▸ **Task directions**:
Please extract every line of the data below, from the first line through the line containing "column 74, row 88", both ends included, and reproduce them unchanged.

▸ **Stored data entries**:
----------------

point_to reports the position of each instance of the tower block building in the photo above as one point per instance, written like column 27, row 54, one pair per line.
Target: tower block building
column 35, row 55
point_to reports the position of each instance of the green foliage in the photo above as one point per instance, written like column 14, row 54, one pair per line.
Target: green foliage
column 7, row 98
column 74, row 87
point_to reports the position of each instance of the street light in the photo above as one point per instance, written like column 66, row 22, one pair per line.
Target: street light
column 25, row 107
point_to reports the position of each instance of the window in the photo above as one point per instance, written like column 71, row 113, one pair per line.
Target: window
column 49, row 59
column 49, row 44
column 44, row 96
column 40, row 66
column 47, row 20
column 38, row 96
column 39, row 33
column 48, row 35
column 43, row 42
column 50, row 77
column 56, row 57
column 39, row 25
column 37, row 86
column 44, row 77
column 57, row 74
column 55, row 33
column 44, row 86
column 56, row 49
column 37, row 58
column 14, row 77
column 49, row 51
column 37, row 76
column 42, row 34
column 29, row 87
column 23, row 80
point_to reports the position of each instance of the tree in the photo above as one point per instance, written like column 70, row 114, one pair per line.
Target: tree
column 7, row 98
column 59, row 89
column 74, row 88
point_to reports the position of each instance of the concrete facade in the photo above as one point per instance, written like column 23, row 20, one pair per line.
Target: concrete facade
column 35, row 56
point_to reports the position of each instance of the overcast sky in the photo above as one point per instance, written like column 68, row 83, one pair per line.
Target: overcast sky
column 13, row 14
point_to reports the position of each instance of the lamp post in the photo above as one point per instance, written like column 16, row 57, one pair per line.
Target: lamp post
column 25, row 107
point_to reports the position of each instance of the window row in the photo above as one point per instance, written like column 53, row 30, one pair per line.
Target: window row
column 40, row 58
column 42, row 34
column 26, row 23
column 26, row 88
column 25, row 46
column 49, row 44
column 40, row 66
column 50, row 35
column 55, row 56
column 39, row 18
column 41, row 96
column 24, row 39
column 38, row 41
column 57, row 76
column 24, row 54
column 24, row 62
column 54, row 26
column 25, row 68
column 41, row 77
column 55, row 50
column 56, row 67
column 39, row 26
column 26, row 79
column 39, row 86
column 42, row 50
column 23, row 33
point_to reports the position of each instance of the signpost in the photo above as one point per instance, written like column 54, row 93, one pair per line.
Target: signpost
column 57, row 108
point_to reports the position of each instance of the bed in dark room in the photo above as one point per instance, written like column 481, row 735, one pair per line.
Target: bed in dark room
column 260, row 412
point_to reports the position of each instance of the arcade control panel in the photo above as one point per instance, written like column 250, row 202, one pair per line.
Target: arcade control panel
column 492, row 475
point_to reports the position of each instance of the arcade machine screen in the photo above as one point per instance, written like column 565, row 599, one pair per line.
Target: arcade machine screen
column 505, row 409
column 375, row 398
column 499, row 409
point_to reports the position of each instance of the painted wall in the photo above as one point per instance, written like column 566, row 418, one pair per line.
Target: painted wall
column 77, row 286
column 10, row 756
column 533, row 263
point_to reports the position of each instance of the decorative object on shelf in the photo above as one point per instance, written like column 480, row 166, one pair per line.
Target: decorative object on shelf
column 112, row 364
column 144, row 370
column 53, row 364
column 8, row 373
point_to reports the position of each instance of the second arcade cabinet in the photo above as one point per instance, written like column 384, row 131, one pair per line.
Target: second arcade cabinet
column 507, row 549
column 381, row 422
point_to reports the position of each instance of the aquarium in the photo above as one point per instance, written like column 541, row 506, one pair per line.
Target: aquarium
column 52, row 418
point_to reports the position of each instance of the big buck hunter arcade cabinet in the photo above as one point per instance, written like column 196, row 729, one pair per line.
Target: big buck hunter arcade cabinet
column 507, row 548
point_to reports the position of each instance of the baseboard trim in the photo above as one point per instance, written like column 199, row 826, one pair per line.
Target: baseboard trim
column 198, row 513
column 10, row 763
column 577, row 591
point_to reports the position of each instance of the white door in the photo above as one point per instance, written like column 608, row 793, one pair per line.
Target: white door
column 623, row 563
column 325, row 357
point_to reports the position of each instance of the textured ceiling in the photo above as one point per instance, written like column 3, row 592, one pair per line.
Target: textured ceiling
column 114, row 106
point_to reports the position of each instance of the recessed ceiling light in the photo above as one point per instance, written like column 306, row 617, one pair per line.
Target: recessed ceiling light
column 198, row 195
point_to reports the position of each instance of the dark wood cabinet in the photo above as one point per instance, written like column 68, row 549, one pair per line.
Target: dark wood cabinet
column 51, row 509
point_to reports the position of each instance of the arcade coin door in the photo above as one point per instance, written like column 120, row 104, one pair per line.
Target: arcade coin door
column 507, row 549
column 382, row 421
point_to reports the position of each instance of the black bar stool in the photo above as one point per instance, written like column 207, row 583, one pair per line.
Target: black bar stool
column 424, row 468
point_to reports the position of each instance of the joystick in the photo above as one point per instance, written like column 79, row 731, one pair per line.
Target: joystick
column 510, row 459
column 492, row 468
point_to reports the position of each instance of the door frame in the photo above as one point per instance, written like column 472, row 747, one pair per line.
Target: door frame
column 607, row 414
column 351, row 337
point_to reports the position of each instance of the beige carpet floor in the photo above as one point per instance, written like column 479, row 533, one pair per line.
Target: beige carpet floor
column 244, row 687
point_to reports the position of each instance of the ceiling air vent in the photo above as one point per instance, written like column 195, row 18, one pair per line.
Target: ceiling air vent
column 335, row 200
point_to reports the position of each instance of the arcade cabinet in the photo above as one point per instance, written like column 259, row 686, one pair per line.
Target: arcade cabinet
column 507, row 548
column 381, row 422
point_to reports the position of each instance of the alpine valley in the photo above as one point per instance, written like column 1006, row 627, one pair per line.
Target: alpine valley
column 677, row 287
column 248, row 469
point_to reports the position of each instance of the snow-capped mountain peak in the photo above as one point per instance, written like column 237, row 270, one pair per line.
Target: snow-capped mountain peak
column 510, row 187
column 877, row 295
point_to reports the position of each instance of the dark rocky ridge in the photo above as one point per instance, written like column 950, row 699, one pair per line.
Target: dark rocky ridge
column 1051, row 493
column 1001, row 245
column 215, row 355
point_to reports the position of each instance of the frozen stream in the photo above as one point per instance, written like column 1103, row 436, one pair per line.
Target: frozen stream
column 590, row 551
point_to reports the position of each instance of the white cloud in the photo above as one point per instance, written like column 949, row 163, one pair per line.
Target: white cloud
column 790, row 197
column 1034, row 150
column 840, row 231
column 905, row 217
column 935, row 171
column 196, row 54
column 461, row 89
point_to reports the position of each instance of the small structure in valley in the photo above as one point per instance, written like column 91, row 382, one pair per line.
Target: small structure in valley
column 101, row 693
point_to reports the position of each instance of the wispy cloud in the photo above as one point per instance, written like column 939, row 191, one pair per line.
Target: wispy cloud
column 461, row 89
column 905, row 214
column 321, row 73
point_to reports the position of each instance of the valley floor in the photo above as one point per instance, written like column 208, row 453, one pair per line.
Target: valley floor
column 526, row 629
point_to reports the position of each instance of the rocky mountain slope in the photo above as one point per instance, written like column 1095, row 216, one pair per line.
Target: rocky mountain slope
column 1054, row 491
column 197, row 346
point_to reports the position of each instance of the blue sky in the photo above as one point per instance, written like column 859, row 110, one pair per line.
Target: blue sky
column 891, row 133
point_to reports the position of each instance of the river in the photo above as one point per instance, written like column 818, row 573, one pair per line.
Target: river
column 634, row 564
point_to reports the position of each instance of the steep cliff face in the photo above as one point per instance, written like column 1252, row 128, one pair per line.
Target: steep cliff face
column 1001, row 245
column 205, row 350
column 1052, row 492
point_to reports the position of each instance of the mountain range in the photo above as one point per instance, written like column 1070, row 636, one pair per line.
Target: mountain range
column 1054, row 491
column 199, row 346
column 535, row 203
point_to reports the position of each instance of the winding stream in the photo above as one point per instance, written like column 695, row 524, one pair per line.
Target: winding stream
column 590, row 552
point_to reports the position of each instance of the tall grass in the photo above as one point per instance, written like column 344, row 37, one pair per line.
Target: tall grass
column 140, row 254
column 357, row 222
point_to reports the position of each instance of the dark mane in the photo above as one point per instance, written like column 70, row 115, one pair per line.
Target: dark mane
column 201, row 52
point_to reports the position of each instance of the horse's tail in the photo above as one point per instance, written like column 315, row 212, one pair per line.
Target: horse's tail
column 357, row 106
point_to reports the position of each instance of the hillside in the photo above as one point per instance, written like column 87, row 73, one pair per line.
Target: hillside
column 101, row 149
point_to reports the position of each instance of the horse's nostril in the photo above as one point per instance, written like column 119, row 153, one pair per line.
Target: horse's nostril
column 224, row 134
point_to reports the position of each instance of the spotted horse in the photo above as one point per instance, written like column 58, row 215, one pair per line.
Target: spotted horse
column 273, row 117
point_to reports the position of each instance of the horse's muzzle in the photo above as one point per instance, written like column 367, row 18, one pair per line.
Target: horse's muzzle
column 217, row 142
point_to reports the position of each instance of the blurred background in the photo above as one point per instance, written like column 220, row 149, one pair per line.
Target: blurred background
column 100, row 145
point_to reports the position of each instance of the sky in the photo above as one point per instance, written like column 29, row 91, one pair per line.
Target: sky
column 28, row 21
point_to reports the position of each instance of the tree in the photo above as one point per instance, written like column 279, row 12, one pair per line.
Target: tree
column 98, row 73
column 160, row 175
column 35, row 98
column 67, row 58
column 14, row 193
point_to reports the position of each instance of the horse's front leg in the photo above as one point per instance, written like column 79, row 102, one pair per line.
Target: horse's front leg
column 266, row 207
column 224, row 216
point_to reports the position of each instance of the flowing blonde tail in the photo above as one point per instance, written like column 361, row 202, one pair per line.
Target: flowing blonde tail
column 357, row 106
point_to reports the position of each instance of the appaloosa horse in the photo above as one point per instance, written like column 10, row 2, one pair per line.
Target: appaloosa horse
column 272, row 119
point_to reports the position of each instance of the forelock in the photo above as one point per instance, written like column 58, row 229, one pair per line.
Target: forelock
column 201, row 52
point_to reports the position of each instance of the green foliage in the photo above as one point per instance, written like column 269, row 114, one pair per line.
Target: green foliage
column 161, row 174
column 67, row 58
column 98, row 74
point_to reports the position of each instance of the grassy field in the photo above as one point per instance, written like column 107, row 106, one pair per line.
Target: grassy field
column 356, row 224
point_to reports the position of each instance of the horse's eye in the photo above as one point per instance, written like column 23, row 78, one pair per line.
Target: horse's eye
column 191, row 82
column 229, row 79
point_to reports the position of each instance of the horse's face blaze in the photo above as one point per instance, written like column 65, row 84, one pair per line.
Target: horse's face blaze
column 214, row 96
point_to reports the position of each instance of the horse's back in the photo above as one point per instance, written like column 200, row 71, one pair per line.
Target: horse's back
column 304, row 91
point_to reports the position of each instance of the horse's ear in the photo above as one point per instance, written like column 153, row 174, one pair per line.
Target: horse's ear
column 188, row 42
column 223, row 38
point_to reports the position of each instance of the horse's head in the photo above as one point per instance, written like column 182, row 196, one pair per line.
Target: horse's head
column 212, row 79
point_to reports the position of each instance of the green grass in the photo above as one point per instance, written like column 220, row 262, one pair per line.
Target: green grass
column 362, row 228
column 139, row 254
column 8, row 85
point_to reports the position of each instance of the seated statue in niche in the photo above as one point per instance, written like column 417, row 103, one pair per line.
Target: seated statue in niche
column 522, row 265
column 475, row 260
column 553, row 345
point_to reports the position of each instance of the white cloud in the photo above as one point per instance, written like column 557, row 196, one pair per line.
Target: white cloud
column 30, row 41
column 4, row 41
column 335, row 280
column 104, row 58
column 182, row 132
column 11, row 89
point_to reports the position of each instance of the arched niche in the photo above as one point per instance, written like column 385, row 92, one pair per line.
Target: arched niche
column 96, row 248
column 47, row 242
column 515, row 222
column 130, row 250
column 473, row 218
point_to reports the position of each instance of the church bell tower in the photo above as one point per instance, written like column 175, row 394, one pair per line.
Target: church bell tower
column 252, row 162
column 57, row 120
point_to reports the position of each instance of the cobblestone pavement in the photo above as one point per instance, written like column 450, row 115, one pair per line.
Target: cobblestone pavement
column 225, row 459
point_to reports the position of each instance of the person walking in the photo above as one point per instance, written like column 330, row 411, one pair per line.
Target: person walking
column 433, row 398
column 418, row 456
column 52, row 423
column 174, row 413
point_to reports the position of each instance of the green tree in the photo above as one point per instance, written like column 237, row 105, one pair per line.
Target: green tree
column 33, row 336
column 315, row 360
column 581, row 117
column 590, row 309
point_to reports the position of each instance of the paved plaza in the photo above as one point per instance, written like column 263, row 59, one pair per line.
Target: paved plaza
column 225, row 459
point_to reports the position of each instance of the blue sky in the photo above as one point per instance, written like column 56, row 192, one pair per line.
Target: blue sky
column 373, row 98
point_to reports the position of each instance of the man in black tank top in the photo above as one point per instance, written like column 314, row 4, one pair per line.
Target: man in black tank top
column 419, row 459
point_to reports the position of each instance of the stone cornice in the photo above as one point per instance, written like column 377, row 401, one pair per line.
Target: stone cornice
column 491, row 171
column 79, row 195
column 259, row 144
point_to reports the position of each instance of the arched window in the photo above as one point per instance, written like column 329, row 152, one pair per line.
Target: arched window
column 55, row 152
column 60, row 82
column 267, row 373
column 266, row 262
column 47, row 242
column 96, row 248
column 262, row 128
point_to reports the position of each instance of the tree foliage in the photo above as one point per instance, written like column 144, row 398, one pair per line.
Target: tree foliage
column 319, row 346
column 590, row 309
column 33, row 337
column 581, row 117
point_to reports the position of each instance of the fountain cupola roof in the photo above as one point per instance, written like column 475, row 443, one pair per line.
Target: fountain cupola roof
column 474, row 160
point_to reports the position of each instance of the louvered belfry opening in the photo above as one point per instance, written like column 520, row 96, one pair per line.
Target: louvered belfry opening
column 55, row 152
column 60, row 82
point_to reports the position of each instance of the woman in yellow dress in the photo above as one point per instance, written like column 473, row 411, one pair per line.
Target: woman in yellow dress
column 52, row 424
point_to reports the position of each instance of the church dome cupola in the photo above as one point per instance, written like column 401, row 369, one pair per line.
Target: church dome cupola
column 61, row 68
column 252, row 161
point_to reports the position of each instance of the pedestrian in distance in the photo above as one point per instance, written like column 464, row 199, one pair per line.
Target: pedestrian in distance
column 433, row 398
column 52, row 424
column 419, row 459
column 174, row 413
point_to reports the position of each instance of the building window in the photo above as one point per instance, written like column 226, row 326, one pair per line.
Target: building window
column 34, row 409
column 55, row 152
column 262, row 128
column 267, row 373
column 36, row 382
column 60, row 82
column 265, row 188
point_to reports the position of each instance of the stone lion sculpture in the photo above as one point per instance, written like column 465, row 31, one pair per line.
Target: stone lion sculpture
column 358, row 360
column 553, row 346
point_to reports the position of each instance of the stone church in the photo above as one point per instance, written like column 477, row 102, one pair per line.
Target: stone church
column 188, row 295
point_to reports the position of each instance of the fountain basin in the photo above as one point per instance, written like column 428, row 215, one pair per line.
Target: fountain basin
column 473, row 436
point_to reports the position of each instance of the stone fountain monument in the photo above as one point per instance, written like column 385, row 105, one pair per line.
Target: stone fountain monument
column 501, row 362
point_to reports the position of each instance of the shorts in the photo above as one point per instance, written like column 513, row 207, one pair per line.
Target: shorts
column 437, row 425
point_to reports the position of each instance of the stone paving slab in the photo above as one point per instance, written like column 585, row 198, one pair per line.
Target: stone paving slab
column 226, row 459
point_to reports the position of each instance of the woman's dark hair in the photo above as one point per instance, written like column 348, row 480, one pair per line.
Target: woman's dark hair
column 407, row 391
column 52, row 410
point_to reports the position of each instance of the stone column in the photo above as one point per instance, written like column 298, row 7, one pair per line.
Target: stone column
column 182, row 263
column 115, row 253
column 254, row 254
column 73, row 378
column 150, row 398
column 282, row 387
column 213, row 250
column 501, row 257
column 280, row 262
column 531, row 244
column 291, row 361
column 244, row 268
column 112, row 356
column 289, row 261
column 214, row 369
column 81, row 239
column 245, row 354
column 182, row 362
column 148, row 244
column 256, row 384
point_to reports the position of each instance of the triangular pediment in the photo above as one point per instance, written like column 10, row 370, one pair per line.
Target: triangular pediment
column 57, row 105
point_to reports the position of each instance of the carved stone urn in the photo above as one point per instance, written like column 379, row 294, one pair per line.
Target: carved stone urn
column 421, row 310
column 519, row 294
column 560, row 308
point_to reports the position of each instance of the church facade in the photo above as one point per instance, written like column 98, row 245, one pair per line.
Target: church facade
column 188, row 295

----------------

▸ **Solution to this task**:
point_to reports the position of each instance of the tower block building in the photo above as one point per instance, written like column 27, row 54, one pair per line.
Target: tower block building
column 35, row 55
point_to reports the position of each instance of the green foliage in the photo above as one point per instance, written like column 14, row 54, one pair per line.
Target: green foliage
column 7, row 98
column 74, row 87
point_to reports the position of each instance of the street light in the photo above as one point per instance, written like column 66, row 22, one pair per line.
Target: street light
column 25, row 107
point_to reports the position of each instance of the window in the photo above as one point per instance, written like column 71, row 113, one pair per line.
Target: window
column 49, row 59
column 49, row 44
column 44, row 96
column 40, row 66
column 47, row 20
column 38, row 96
column 39, row 33
column 48, row 35
column 43, row 42
column 50, row 77
column 56, row 57
column 39, row 25
column 37, row 86
column 44, row 77
column 57, row 74
column 55, row 33
column 44, row 86
column 56, row 49
column 37, row 58
column 14, row 77
column 49, row 51
column 37, row 76
column 42, row 34
column 29, row 87
column 23, row 80
point_to reports the position of each instance of the tree in the photo above as one point per instance, written like column 70, row 114, one pair per line.
Target: tree
column 7, row 98
column 59, row 89
column 74, row 88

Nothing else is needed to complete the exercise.